#### Written problem 1:
In the article about Hank Brodt's talk, rewrite the passage between "Great interest in" and "seats were claimed.", inclusive, using "hall" in place of "auditorium".

#### Text excerpt:

Holocaust survivor entreats students to remember his story

(pictured above: Hank Brodt speaks at Forsyth Tech.)

An overflow crowd sat in rapt silence for more than an hour Monday as a Triad resident recounted – in harrowing detail – how he survived the Holocaust.

Forsyth Tech President Dr. Gary Green welcomes the audience.

Forsyth Tech President Dr. Gary Green welcomes the audience.

Great interest in Hank Brodt’s story forced Forsyth Technical Community College to move his talk from the Main Campus to a larger venue on West Campus. Middle and high school students from several area schools were among the more than 200 people who crammed into the auditorium; some sat cross-legged on the floor once all the seats were claimed.

There wasn’t a peep from the large crowd after Brodt rose to speak. He was barely a teenager when war came. The Russians were the first to occupy his small Polish town. Though all able-bodied residents were expected to work and audio speakers were set up throughout town to blast pro-Stalin propaganda, Jews like Brodt were not singled out by the Russians for mistreatment like the Jews in the German-occupied portion of Poland. But that all changed; Brodt remembers the day clearly.

A crowd of more than 200 awaits the start of the presentation.

#### Written problem 2:
Reproduce the listing verbatim, covering everything between its first line and the line holding "column 471, row 426", inclusive.

#### Records for processing:
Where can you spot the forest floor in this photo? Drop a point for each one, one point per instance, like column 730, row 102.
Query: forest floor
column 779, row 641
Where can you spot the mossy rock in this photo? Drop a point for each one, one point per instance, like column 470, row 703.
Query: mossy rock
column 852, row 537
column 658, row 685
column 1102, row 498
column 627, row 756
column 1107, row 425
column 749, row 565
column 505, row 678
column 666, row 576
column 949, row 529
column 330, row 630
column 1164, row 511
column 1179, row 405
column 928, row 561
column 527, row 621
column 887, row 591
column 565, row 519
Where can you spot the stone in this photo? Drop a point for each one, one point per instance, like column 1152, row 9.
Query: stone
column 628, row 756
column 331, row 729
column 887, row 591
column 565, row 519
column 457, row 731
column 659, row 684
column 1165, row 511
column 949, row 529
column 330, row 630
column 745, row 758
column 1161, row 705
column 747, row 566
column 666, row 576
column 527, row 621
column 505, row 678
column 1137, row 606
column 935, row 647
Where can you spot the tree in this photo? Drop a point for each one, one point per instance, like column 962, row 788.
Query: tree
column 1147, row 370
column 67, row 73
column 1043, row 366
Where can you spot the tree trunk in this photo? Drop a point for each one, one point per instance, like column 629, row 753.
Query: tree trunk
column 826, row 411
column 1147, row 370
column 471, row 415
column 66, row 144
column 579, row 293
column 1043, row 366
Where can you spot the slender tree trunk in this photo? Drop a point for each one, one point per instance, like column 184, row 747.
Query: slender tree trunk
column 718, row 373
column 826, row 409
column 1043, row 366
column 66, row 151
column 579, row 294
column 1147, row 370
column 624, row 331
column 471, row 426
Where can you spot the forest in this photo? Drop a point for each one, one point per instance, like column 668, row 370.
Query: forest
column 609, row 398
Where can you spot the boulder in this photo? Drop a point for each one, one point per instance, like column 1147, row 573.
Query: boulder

#### Solution 1:
Great interest in Hank Brodt’s story forced Forsyth Technical Community College to move his talk from the Main Campus to a larger venue on West Campus. Middle and high school students from several area schools were among the more than 200 people who crammed into the hall; some sat cross-legged on the floor once all the seats were claimed.

#### Solution 2:
Where can you spot the forest floor in this photo? Drop a point for each one, one point per instance, like column 730, row 102.
Query: forest floor
column 779, row 641
Where can you spot the mossy rock in this photo? Drop a point for each one, one point per instance, like column 470, row 703.
Query: mossy rock
column 852, row 537
column 658, row 685
column 1102, row 498
column 627, row 756
column 1107, row 425
column 749, row 565
column 505, row 678
column 666, row 576
column 949, row 529
column 330, row 630
column 1164, row 511
column 1179, row 405
column 928, row 561
column 527, row 621
column 887, row 591
column 565, row 519
Where can you spot the stone in this photo? Drop a point for each one, one point per instance, like column 1152, row 9.
Query: stone
column 628, row 756
column 331, row 729
column 887, row 591
column 565, row 519
column 457, row 731
column 659, row 684
column 1165, row 511
column 949, row 529
column 330, row 630
column 745, row 758
column 1161, row 705
column 747, row 566
column 666, row 576
column 527, row 621
column 505, row 678
column 1137, row 606
column 935, row 647
Where can you spot the tree in this photo? Drop a point for each one, one point per instance, like column 962, row 788.
Query: tree
column 1147, row 370
column 67, row 73
column 1043, row 366
Where can you spot the tree trunk in this photo? Drop a point for each one, one point per instance, like column 629, row 753.
Query: tree trunk
column 826, row 411
column 1147, row 370
column 471, row 415
column 66, row 144
column 579, row 293
column 1043, row 366
Where can you spot the slender tree trunk in this photo? Drop a point for each one, one point per instance, like column 184, row 747.
Query: slender tree trunk
column 718, row 373
column 826, row 409
column 1043, row 366
column 66, row 151
column 579, row 294
column 1147, row 370
column 624, row 331
column 471, row 426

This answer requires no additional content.